__Task requirements__
Count the lines in the rows below that contain the word "positive", matching case exactly, and reply with that number alone.
---------- Listed records ----------
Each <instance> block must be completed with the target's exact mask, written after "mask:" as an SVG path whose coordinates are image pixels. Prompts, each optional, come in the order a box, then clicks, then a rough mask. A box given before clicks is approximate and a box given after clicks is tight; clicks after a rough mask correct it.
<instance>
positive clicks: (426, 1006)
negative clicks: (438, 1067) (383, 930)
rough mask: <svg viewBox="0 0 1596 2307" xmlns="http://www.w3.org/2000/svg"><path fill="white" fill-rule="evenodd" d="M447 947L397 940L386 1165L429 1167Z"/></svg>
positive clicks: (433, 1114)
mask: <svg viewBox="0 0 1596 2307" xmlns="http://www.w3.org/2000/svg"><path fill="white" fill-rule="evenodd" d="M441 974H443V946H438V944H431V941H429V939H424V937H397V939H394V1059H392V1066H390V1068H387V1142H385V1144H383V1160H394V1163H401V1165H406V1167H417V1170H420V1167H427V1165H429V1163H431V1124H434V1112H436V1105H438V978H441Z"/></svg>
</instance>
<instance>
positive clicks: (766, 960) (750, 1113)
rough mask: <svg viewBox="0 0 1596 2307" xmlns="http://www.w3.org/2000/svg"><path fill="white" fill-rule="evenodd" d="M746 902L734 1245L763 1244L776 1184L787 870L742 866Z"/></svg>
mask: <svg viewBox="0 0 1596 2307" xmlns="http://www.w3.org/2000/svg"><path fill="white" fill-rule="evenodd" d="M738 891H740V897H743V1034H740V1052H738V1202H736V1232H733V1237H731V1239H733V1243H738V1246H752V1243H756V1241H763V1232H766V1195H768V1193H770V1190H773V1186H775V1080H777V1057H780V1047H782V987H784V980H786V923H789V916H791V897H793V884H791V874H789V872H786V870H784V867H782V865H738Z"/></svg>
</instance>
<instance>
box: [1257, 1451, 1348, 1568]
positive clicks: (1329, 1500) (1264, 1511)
----------
__Your solution__
4